- Selected text -
NWHRC Releases the Top Ways to Protect Your Eyes From the Sun

New Fast Facts Tell Women What They Need to Know to Protect Themselves and Their Family From the Sun's Dangerous Rays

Red Bank, NJ: Just as significant exposure to the sun in childhood is a leading risk factor for skin cancer in adulthood, so, too, is it a risk factor for later eye damage. In its newest Fast Facts publication, The Sun & Your Eyes: What You Should Know, the not-for-profit National Women's Health Resource Center (NWHRC) provides information on how the sun's rays affect your eyes and offers advice on how to lessen the risk of developing eye conditions such as cataracts and age-related macular degeneration.


"Whether you're beach bound in the summer or hitting the slopes in the winter, your eyes can suffer serious damage from UV rays," said Elizabeth Battaglino Cahill, RN, executive director of the NWHRC. "Just as we protect our skin from sunburns, we should also make sure our eyes are protected as we enjoy all our outside activities."

Ways you can protect your eyes from sun damage include:

  • Understand ultraviolet radiation (UVR). There are three ranges of UVR: UV-C, UV-B and UV-A. Most eye damage is a result of UV-B rays, which some researchers suspect may contribute to cataract development and eye cancer.

  • Start early. Researchers estimate we receive 80 percent of our lifetime exposure to UVR rays before age 18. Additionally, children's eyes transmit more UVA rays to the retina than adults', increasing their exposure and risk of later eye damage.

  • Wear sunglasses. Look for sunglasses that transmit no more than one percent UVB and one percent UVA. The lenses should be dark and large enough to completely cover the eye to prevent sunlight from seeping through the sides of the glasses.

  • Get added protection with contact lenses. If you wear contacts, you might already be protecting your eyes. Some contact lenses provide UV ray protection, although the protection levels may vary. Class one UV-blockers provide the greatest measure of protection.

  • Wear hats. A wide brimmed hat can shade your eyes from the sun.

  • Don't forget your skin. Protect your skin with SPF sunscreen of at least 15, preferably 30. Re-apply it often, using at least three tablespoons of lotion with each application.

- Excerpted data -
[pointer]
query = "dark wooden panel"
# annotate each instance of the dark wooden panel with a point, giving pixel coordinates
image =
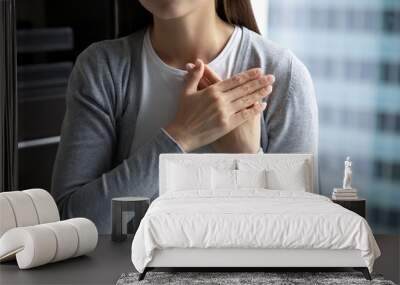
(36, 165)
(41, 117)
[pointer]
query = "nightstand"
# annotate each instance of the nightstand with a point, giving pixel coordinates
(358, 206)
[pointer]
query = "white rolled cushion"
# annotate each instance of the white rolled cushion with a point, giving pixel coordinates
(7, 218)
(67, 239)
(33, 245)
(40, 244)
(223, 179)
(181, 177)
(251, 178)
(23, 208)
(45, 205)
(87, 235)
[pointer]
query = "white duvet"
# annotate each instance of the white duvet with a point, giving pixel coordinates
(252, 218)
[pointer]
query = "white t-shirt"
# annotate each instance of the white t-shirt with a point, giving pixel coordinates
(162, 86)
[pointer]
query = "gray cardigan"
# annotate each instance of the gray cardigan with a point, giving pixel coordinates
(94, 161)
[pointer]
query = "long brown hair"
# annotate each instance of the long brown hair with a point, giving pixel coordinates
(238, 12)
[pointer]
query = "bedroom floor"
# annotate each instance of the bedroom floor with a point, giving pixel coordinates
(389, 262)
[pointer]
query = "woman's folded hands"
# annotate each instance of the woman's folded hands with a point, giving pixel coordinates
(225, 113)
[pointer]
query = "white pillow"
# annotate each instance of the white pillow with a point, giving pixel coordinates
(223, 179)
(251, 178)
(188, 177)
(282, 174)
(294, 179)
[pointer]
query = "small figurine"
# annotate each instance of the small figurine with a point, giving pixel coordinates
(347, 174)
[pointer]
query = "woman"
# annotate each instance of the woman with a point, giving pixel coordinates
(194, 77)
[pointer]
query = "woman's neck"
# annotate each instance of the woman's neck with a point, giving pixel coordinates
(200, 34)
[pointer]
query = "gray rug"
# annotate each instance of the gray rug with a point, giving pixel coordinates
(243, 278)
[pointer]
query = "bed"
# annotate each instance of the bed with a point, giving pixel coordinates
(247, 211)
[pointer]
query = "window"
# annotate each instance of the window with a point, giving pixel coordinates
(352, 49)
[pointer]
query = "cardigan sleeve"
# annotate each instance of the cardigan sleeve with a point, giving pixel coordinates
(84, 179)
(292, 123)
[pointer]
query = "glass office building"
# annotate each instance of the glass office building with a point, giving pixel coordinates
(352, 49)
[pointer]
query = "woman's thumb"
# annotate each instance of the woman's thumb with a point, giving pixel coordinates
(194, 75)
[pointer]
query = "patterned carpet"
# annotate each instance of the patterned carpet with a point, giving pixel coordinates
(243, 278)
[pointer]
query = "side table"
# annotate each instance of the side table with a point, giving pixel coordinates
(358, 206)
(127, 212)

- Check your understanding -
1. Translate this sentence from the NWHRC release into Spanish: "A wide brimmed hat can shade your eyes from the sun."
2. List every lead-in sentence that opens a bulleted item in the NWHRC release.
3. Echo the NWHRC release from "Ways you can" to "of later eye damage.".
The material above comes from a separate source and is unrelated to the NWHRC release.

- Written responses -
1. Un sombrero de ala ancha puede darles sombra a tus ojos frente al sol.

2.
- Understand ultraviolet radiation (UVR).
- Start early.
- Wear sunglasses.
- Get added protection with contact lenses.
- Wear hats.
- Don't forget your skin.

3.
Ways you can protect your eyes from sun damage include:

  • Understand ultraviolet radiation (UVR). There are three ranges of UVR: UV-C, UV-B and UV-A. Most eye damage is a result of UV-B rays, which some researchers suspect may contribute to cataract development and eye cancer.

  • Start early. Researchers estimate we receive 80 percent of our lifetime exposure to UVR rays before age 18. Additionally, children's eyes transmit more UVA rays to the retina than adults', increasing their exposure and risk of later eye damage.